WHAT YOU WILL DO: Please rescale the rows between the line holding "Outline every instance of the tree canopy" and the end of the rows, inclusive: copy every line in that span again, with each polygon coordinate multiplied by 2.25 and rounded to a whole number, halves up. Return only those lines and leave out the pictures.

— Begin —

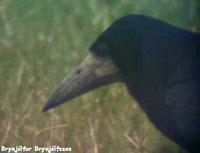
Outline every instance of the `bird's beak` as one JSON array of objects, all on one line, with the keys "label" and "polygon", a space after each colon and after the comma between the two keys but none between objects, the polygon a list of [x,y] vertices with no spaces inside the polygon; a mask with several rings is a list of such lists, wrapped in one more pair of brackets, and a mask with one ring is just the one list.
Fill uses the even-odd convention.
[{"label": "bird's beak", "polygon": [[92,89],[119,80],[118,68],[111,58],[90,54],[58,85],[43,111],[48,111]]}]

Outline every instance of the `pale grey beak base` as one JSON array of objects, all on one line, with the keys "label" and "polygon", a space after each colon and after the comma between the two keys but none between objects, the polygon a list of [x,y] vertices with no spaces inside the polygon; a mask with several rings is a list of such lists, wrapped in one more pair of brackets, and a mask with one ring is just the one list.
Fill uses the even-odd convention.
[{"label": "pale grey beak base", "polygon": [[90,54],[60,83],[43,111],[48,111],[92,89],[117,81],[120,81],[119,70],[111,58]]}]

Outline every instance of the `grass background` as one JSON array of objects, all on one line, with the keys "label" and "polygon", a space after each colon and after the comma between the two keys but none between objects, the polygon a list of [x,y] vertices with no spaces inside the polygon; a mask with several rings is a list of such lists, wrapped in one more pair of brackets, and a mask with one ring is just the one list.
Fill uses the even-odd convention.
[{"label": "grass background", "polygon": [[97,36],[127,14],[200,31],[198,0],[0,1],[0,145],[70,146],[73,153],[184,153],[154,128],[123,84],[41,112]]}]

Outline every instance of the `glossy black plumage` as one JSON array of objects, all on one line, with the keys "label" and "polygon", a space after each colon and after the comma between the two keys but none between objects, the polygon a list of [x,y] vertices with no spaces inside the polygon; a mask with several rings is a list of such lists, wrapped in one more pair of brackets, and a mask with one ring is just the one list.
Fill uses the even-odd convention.
[{"label": "glossy black plumage", "polygon": [[145,16],[126,16],[90,49],[112,58],[155,127],[189,152],[200,152],[199,33]]}]

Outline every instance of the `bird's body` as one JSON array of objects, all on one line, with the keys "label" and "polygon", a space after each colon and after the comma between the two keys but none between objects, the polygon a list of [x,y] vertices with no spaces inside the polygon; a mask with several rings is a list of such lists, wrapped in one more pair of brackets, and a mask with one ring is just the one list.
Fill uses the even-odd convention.
[{"label": "bird's body", "polygon": [[[199,33],[131,15],[114,22],[90,50],[112,59],[157,129],[191,153],[200,151]],[[72,98],[56,95],[47,109]]]},{"label": "bird's body", "polygon": [[111,25],[91,50],[105,56],[95,50],[105,40],[130,94],[155,127],[199,152],[200,34],[149,17],[128,16]]}]

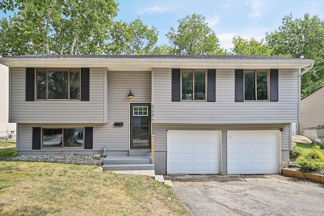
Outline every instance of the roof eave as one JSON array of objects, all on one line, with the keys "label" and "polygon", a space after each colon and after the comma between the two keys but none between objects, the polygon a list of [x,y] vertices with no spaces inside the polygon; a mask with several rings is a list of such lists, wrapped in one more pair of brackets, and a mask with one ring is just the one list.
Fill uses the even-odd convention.
[{"label": "roof eave", "polygon": [[216,69],[299,69],[309,66],[310,59],[190,59],[125,58],[0,58],[0,63],[12,67],[107,67],[110,70],[150,70],[155,68]]}]

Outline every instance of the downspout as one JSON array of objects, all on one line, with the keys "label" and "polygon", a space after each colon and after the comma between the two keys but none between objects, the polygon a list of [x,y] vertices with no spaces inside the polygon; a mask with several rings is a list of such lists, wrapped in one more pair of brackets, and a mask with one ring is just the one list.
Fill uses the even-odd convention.
[{"label": "downspout", "polygon": [[[308,72],[311,68],[313,68],[313,67],[314,66],[314,63],[312,63],[312,64],[311,64],[310,65],[309,65],[309,66],[308,67],[307,67],[305,70],[304,70],[302,73],[301,73],[300,74],[299,74],[300,76],[298,78],[298,83],[300,86],[301,85],[301,77],[302,76],[303,76],[303,75],[304,75],[305,74],[306,74],[306,73]],[[300,69],[299,69],[300,70]],[[300,100],[300,98],[301,98],[301,89],[300,88],[299,88],[299,90],[298,90],[299,92],[298,92],[298,94],[299,95],[299,99],[298,99],[298,121],[297,121],[297,123],[296,123],[296,134],[299,134],[299,122],[301,120],[301,114],[300,114],[300,109],[301,109],[301,100]],[[291,125],[292,125],[292,124],[291,124]],[[291,143],[291,140],[290,140],[290,142]],[[290,150],[291,150],[291,149],[290,149],[291,148],[292,149],[292,147],[291,146],[290,146]]]},{"label": "downspout", "polygon": [[300,76],[301,77],[302,76],[303,76],[304,74],[306,74],[306,73],[308,72],[311,68],[313,68],[313,67],[314,66],[314,63],[312,63],[312,64],[311,65],[309,66],[309,67],[308,67],[306,69],[305,69],[305,70],[304,70],[303,71],[303,73],[300,74]]}]

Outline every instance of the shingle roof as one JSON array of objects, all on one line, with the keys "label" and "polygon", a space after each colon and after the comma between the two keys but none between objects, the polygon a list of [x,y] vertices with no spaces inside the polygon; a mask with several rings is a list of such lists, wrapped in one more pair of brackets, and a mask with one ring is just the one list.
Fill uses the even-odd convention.
[{"label": "shingle roof", "polygon": [[[9,58],[100,58],[151,59],[204,59],[204,60],[302,60],[303,59],[257,55],[59,55],[38,54],[11,56]],[[305,60],[309,60],[304,59]]]}]

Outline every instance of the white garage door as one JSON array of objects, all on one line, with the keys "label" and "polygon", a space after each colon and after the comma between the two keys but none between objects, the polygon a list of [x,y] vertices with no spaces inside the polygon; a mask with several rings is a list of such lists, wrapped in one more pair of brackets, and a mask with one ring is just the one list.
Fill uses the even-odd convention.
[{"label": "white garage door", "polygon": [[278,131],[228,131],[228,174],[278,173]]},{"label": "white garage door", "polygon": [[219,174],[221,132],[169,130],[168,174]]}]

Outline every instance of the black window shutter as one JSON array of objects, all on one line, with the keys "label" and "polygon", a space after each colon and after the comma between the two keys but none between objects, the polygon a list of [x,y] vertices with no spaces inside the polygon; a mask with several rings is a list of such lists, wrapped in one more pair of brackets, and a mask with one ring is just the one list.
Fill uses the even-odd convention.
[{"label": "black window shutter", "polygon": [[90,68],[81,68],[81,101],[89,101],[90,99],[89,77]]},{"label": "black window shutter", "polygon": [[40,150],[42,137],[42,128],[40,127],[32,128],[32,145],[33,150]]},{"label": "black window shutter", "polygon": [[235,101],[244,101],[244,70],[235,70]]},{"label": "black window shutter", "polygon": [[207,70],[207,102],[216,101],[216,70]]},{"label": "black window shutter", "polygon": [[172,69],[172,101],[180,101],[181,95],[180,89],[181,73],[180,68]]},{"label": "black window shutter", "polygon": [[26,68],[26,101],[35,100],[35,68]]},{"label": "black window shutter", "polygon": [[85,149],[93,149],[93,127],[85,127]]},{"label": "black window shutter", "polygon": [[278,69],[270,69],[270,101],[271,102],[278,101]]}]

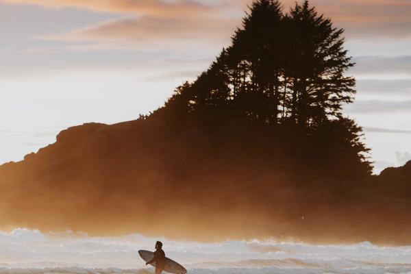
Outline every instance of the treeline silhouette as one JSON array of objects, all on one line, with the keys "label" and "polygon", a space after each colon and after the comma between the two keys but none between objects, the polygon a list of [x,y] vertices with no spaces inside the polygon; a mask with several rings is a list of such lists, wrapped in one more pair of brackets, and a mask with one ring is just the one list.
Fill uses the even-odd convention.
[{"label": "treeline silhouette", "polygon": [[262,134],[271,139],[266,149],[288,154],[277,156],[317,162],[340,179],[369,175],[362,129],[341,112],[356,93],[355,79],[345,75],[354,64],[342,34],[308,1],[286,14],[278,1],[256,1],[232,45],[153,118],[208,132],[228,127],[229,135],[236,123],[246,135],[257,130],[249,145]]},{"label": "treeline silhouette", "polygon": [[411,243],[411,162],[371,175],[342,35],[308,1],[253,2],[164,107],[0,166],[0,229]]}]

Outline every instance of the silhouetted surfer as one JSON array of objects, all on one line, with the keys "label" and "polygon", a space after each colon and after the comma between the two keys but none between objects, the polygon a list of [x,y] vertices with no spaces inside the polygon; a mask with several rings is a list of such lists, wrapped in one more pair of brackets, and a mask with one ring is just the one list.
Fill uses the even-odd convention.
[{"label": "silhouetted surfer", "polygon": [[146,265],[155,262],[155,274],[160,274],[164,269],[164,260],[166,258],[166,253],[162,249],[162,242],[157,241],[155,242],[155,251],[154,257],[151,261],[146,262]]}]

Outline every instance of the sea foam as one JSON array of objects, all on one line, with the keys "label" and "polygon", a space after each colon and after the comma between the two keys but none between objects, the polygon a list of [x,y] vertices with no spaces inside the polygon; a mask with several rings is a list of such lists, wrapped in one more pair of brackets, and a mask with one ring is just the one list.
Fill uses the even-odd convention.
[{"label": "sea foam", "polygon": [[275,240],[200,243],[26,229],[0,232],[0,273],[149,274],[153,269],[145,266],[138,251],[153,250],[158,240],[166,256],[190,273],[411,273],[411,247]]}]

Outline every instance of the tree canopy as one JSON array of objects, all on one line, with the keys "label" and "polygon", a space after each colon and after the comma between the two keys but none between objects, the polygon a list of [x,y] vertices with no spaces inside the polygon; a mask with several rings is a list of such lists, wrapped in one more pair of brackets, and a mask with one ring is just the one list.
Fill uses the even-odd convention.
[{"label": "tree canopy", "polygon": [[[288,12],[279,1],[255,1],[232,45],[195,81],[178,87],[158,113],[185,126],[212,128],[240,121],[270,129],[275,132],[272,145],[274,140],[277,145],[286,140],[311,145],[308,139],[329,138],[317,140],[322,147],[314,150],[327,147],[338,164],[338,157],[353,154],[356,163],[350,164],[369,174],[362,129],[342,113],[356,94],[355,79],[346,75],[354,64],[344,49],[343,32],[308,1]],[[297,147],[289,149],[304,150]]]}]

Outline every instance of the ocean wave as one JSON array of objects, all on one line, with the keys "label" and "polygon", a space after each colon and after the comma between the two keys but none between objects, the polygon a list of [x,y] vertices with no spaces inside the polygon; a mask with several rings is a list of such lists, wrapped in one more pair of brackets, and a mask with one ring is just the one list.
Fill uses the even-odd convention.
[{"label": "ocean wave", "polygon": [[411,273],[411,247],[269,241],[202,243],[131,234],[91,237],[17,229],[0,232],[0,273],[152,273],[138,256],[162,240],[190,273]]}]

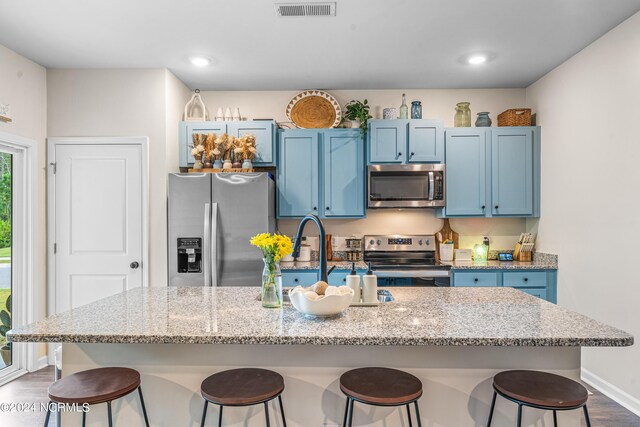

— End —

EXERCISE OUTPUT:
Outline every instance of the tree canopy as one JSON array of objects, all on one line, with the keys "label" and "polygon", a space after each colon and after the comma between the two keys but none between objects, the polygon a list of [x,y] vertices with no spaces inside the polygon; a mask with several rings is a list of such lists, wrapped in one more pair of brackets, and a mask with one ring is just the one list.
Fill uses the even-odd convention.
[{"label": "tree canopy", "polygon": [[[648,27],[628,2],[574,2],[522,101],[439,182],[401,196],[356,254],[416,284],[477,288],[540,272],[608,290],[619,297],[612,326],[617,315],[623,326],[644,315],[700,326],[693,313],[740,311],[713,315],[725,331],[707,338],[736,331],[761,369],[761,353],[794,347],[801,367],[788,369],[830,392],[815,290],[770,254],[801,212],[799,178],[779,169],[797,144],[774,110],[772,72],[693,2]],[[668,331],[650,335],[684,338]]]}]

Outline every instance of the ocean wave as one JSON array of objects, all on one line, with the keys "label" and "polygon", a space after each colon and after the comma between the two keys but none between objects, the polygon a list of [x,y] vertices with no spaces inside the polygon; a mask with several rings is a list of such lists, wrapped in one more pair of brackets, and a mask with one ring is just the one list.
Fill uses the even-odd convention.
[{"label": "ocean wave", "polygon": [[925,614],[925,556],[605,542],[455,547],[295,527],[205,533],[38,515],[0,522],[0,614],[342,614],[311,576],[365,540],[428,614]]}]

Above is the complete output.